→ Short task:
Copy out every one of the records below, swapping "in this photo" for "in this image" each time it appears and leaving everything else untouched. Leave the pictures out of your copy.

→ Data provided:
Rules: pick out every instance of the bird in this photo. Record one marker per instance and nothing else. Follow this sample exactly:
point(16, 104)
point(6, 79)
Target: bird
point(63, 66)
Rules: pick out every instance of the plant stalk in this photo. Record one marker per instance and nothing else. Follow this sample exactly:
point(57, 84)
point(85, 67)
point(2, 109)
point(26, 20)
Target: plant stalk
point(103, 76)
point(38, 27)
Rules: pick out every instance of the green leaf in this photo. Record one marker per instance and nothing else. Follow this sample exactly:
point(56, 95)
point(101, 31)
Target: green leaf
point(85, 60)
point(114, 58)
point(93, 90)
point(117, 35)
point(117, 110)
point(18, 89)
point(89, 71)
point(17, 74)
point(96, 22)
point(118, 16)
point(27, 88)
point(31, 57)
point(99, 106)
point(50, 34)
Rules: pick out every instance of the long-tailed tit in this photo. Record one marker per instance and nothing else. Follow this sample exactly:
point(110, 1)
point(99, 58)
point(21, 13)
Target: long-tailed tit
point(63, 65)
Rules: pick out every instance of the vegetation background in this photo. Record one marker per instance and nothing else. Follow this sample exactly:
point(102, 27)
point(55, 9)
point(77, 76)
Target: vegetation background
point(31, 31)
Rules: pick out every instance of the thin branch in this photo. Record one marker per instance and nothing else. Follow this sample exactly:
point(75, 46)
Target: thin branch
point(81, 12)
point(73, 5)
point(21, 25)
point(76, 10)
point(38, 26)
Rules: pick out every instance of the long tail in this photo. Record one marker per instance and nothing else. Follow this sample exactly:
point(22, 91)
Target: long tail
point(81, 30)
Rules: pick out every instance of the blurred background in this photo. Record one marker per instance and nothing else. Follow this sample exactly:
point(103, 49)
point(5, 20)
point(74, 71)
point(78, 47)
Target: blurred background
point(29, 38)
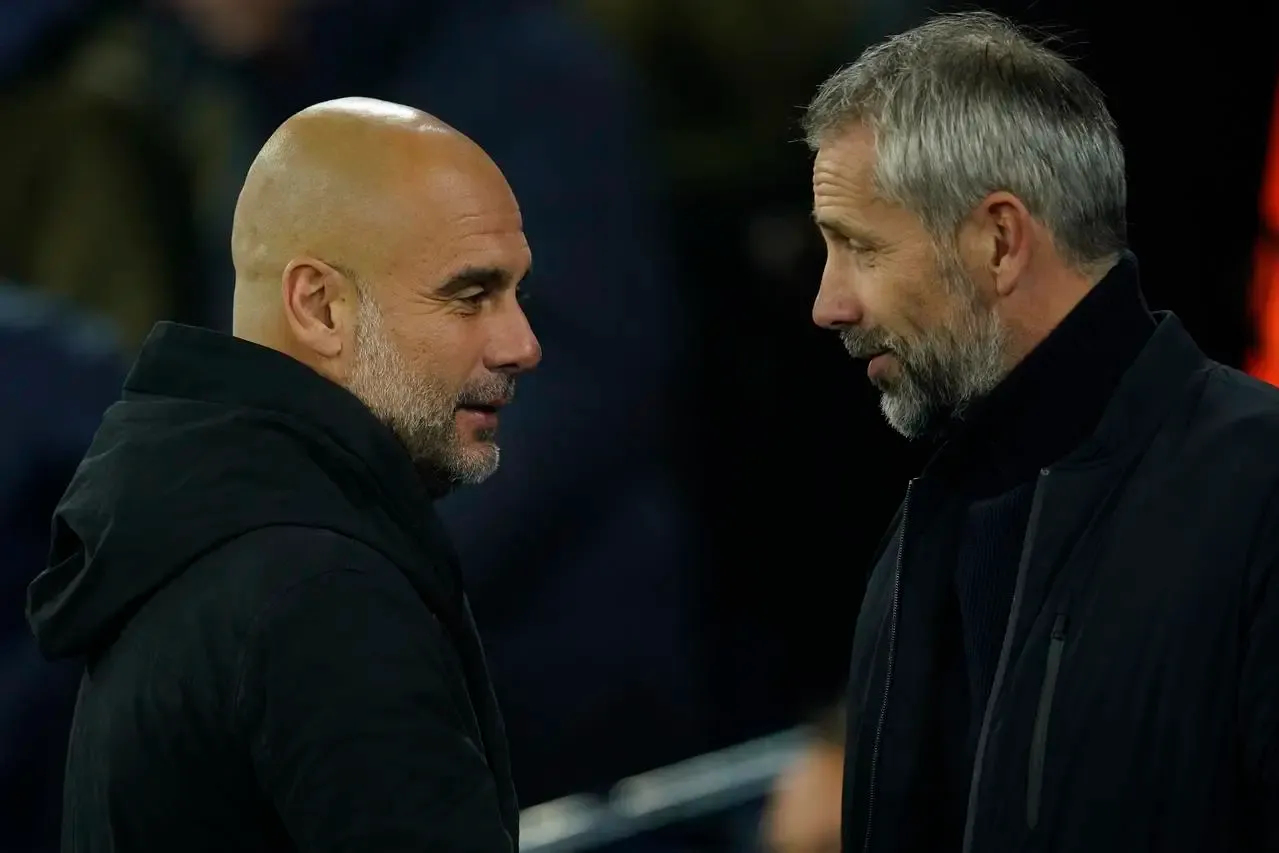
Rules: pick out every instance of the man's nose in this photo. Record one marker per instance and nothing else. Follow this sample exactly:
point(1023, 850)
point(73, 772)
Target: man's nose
point(837, 305)
point(514, 347)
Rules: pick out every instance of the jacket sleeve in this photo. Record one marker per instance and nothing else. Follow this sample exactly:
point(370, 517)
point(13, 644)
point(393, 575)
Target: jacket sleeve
point(1259, 687)
point(354, 734)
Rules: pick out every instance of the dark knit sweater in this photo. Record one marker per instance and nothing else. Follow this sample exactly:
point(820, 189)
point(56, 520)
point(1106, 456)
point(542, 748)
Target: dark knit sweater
point(990, 461)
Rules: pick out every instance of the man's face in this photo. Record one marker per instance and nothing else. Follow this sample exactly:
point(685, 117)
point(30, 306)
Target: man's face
point(929, 329)
point(438, 351)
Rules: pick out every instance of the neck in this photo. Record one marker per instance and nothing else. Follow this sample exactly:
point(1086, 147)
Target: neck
point(1051, 400)
point(1048, 297)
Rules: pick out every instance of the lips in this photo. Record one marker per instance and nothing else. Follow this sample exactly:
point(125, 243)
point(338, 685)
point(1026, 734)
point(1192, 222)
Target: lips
point(487, 407)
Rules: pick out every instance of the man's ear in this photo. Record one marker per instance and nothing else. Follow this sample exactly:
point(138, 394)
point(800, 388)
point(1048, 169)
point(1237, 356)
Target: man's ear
point(998, 237)
point(315, 305)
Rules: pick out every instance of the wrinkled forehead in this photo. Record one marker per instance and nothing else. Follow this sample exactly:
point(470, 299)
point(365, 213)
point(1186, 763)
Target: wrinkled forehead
point(458, 220)
point(843, 168)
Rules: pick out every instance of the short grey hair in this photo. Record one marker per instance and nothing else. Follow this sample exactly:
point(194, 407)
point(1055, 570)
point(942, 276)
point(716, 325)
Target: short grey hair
point(968, 104)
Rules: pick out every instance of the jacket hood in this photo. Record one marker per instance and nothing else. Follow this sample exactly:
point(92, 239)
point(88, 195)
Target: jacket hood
point(212, 438)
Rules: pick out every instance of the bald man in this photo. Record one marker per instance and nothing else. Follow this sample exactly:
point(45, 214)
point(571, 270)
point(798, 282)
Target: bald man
point(279, 652)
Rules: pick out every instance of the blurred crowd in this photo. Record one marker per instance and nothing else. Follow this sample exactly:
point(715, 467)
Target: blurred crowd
point(672, 556)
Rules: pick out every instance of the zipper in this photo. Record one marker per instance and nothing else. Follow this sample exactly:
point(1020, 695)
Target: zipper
point(888, 670)
point(1039, 739)
point(1004, 655)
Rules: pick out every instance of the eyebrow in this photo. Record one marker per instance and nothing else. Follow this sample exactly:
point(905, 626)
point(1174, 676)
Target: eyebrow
point(487, 278)
point(840, 229)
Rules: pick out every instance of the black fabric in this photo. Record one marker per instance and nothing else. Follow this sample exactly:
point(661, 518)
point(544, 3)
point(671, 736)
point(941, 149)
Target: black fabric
point(279, 652)
point(1144, 576)
point(989, 464)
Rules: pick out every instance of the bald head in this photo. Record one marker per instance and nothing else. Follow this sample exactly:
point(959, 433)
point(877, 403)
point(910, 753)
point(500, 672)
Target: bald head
point(354, 184)
point(384, 250)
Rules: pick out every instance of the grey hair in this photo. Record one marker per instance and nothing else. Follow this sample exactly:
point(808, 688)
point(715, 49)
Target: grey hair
point(968, 104)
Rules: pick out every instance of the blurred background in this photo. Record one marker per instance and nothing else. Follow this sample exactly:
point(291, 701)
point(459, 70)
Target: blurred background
point(668, 567)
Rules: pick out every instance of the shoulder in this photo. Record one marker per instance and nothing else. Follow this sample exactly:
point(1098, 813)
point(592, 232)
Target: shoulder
point(284, 573)
point(1234, 418)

→ Reply:
Rules: pick out every instance of the bird in this image. Record one marker per instance and nothing else. Follow this sample exactly:
point(16, 104)
point(6, 79)
Target: bird
point(63, 66)
Rules: pick out every instance of the plant stalk in this image. Record one marker per instance and nothing else. Follow this sample exactly:
point(57, 84)
point(85, 67)
point(2, 109)
point(26, 20)
Target: plant stalk
point(103, 76)
point(38, 27)
Rules: pick out every instance of the green leaf in this image. Record one marker per instance and nothing else. Follow this sample exactly:
point(56, 95)
point(101, 31)
Target: green leaf
point(85, 60)
point(114, 58)
point(93, 90)
point(117, 35)
point(117, 110)
point(18, 89)
point(89, 71)
point(17, 74)
point(96, 22)
point(118, 16)
point(27, 88)
point(31, 57)
point(99, 106)
point(50, 34)
Rules: pick out every instance of the long-tailed tit in this image. Record one marker per instance and nothing else. Follow this sample exactly:
point(110, 1)
point(99, 58)
point(21, 13)
Target: long-tailed tit
point(63, 65)
Rules: pick out every instance of the vegetation background in this image. Record one marker per instance and nothing else. Follow this sample exactly:
point(102, 27)
point(55, 9)
point(77, 76)
Target: vegetation background
point(31, 31)
Rules: pick out every instance of the thin branch in this image. Record one marker per instance and nothing else. Follow this sample exactly:
point(75, 46)
Target: thin branch
point(81, 12)
point(73, 5)
point(21, 25)
point(76, 10)
point(38, 26)
Rules: pick out every instance of the long tail in this image. Record one marker per instance and nothing else. Follow this sample exactly:
point(22, 91)
Target: long tail
point(81, 30)
Rules: pick out every instance of the blurred background in this image. Record one marker per instance and nothing else. Follow this sample exactly:
point(103, 49)
point(5, 20)
point(74, 71)
point(78, 47)
Target: blurred background
point(29, 38)
Rules: pick out every instance of the man's nose in this image. Record one marker per instance and nothing else. Follow this sample exactly:
point(1023, 850)
point(73, 772)
Target: man's nose
point(837, 305)
point(514, 347)
Rules: pick out every instance of the jacket sleeve in this image. Record one marker per instance and nothing else. Follow this sample exactly:
point(370, 517)
point(13, 644)
point(393, 575)
Target: jacket sleeve
point(1259, 687)
point(354, 734)
Rules: pick out every instance of the dark knit sweater in this image. Record one marker per instance and nothing else. Follow this sample exactly:
point(820, 189)
point(56, 520)
point(1106, 456)
point(542, 748)
Target: dark knit sweater
point(990, 461)
Rules: pick out every instance of the man's face in this image. Record one marker per instance and nothing else. Follow this sample exactly:
point(685, 117)
point(30, 306)
Target: man's face
point(929, 329)
point(438, 351)
Rules: pick out every instance of the neck in this image. Record one marker per instance and nothing else. Follow this sample exactly:
point(1086, 147)
Target: neck
point(1051, 400)
point(1048, 297)
Rules: pick out every instance of the lips in this image. Record one marker per instance and nothing else. Follow this sample exactly:
point(125, 243)
point(338, 685)
point(1026, 734)
point(1192, 222)
Target: lips
point(487, 407)
Rules: pick out every instance of the man's ear in this image. Record one marker per instance and nothing else. Follow this sample exactly:
point(138, 394)
point(800, 388)
point(1048, 169)
point(1237, 356)
Target: man's ear
point(998, 237)
point(315, 305)
Rules: pick out every instance of the wrinkled forehead in this image. Record one marker per instance and nothing else. Follow this sample exactly:
point(470, 299)
point(365, 213)
point(1186, 763)
Target: wrinkled forehead
point(458, 220)
point(843, 168)
Rules: pick out every instance of the short grey hair in this image. Record one marker per instance and nothing else. Follow this sample exactly:
point(194, 407)
point(1055, 570)
point(942, 276)
point(716, 325)
Target: short grey hair
point(968, 104)
Rules: pick out every instance of the jacket hood in this image. Record one marker per instance and nothing else. Follow this sample exactly:
point(92, 239)
point(88, 195)
Target: jacket hood
point(212, 438)
Rules: pick out every instance of the bald man in this image. Record one marker per instance and nothing else. Follow this sample exactly:
point(45, 214)
point(571, 270)
point(798, 282)
Target: bald man
point(279, 652)
Rules: pick out every instance of the blurred crowd in this image. Record one marker per instance and nothing else. Follow this sample exactly:
point(715, 467)
Target: blurred crowd
point(672, 556)
Rules: pick out every instance of the zipper in this image. Record one marker per instance and nothing else. Follow this sample exactly:
point(1020, 695)
Target: zipper
point(888, 670)
point(1039, 739)
point(1004, 655)
Rules: pick out every instance of the eyebrow in this image. Record one marker per instance and nothing else. Follow this sample exactly:
point(905, 626)
point(1174, 676)
Target: eyebrow
point(487, 278)
point(840, 229)
Rules: pick out every instance of the black fabric in this image. Record one marker per instance and nothing else. Follow this sample exactly:
point(661, 518)
point(544, 3)
point(671, 736)
point(941, 149)
Target: black fabric
point(279, 652)
point(1144, 576)
point(989, 464)
Rules: pick out every instance of the bald head in this image. Record one marker per instance and nothing else. Follow this sample exactly:
point(959, 433)
point(877, 403)
point(910, 753)
point(500, 672)
Target: bald head
point(354, 184)
point(384, 250)
Rules: pick out every instance of the grey hair in this image. Record one marker per instance and nothing else. Follow this sample exactly:
point(808, 688)
point(715, 49)
Target: grey hair
point(968, 104)
Rules: pick out every instance of the blurred background in this image. Record one marker per instance and nothing else. Follow this sample exactly:
point(291, 701)
point(459, 70)
Target: blurred background
point(668, 567)
Rules: pick out every instance of the shoulder in this image. Record one marker per instance and nothing else. Follow this sample exactly:
point(1098, 813)
point(592, 232)
Target: shoulder
point(284, 573)
point(1234, 418)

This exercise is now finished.